**Stated exercise**
Show each line of the items below that contains the string "dark". Case counts, so match uppercase and lowercase letters as given.

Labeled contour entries
════

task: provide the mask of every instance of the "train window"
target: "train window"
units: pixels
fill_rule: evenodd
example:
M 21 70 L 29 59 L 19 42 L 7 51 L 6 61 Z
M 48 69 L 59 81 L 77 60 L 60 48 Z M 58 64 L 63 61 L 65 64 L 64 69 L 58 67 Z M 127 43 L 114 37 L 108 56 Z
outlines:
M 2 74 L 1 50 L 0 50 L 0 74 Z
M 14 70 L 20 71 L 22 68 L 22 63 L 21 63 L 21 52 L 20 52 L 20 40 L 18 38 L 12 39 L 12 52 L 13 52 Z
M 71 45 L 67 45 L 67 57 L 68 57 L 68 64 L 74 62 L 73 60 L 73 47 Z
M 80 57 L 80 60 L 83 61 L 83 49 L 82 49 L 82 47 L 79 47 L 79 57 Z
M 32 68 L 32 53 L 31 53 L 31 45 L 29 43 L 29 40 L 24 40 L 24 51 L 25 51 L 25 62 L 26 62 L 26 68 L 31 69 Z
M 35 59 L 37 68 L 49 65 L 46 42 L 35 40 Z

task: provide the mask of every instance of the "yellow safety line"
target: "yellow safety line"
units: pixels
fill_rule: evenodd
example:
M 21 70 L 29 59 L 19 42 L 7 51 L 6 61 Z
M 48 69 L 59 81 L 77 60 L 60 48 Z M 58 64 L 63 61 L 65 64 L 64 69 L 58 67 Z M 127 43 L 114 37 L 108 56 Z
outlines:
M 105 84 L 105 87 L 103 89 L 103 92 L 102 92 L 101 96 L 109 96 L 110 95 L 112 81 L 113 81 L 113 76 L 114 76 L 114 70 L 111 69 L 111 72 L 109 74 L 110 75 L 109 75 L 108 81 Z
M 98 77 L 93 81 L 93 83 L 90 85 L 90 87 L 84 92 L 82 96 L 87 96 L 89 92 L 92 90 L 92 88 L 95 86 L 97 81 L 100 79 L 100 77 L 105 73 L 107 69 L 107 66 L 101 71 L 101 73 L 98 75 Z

════

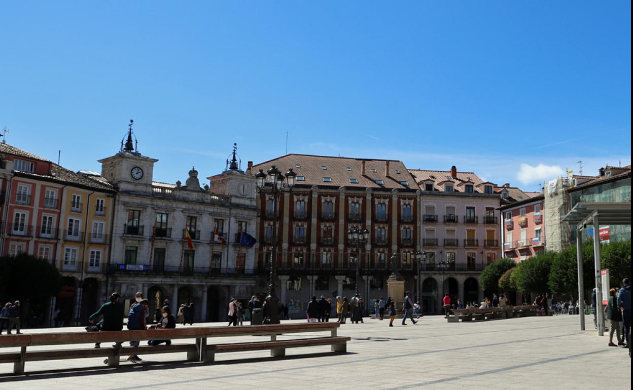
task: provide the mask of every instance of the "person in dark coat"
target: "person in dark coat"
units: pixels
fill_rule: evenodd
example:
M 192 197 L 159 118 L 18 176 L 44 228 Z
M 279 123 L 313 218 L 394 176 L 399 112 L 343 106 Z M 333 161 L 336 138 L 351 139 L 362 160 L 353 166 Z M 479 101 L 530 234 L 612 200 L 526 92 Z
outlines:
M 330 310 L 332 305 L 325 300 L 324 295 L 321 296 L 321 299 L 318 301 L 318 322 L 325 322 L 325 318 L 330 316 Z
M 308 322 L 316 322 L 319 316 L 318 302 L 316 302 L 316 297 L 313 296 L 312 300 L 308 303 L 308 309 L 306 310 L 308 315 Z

════

**Exercise output**
task: provide the mask of every instance of the "person in dark coat"
target: "person in dark coat"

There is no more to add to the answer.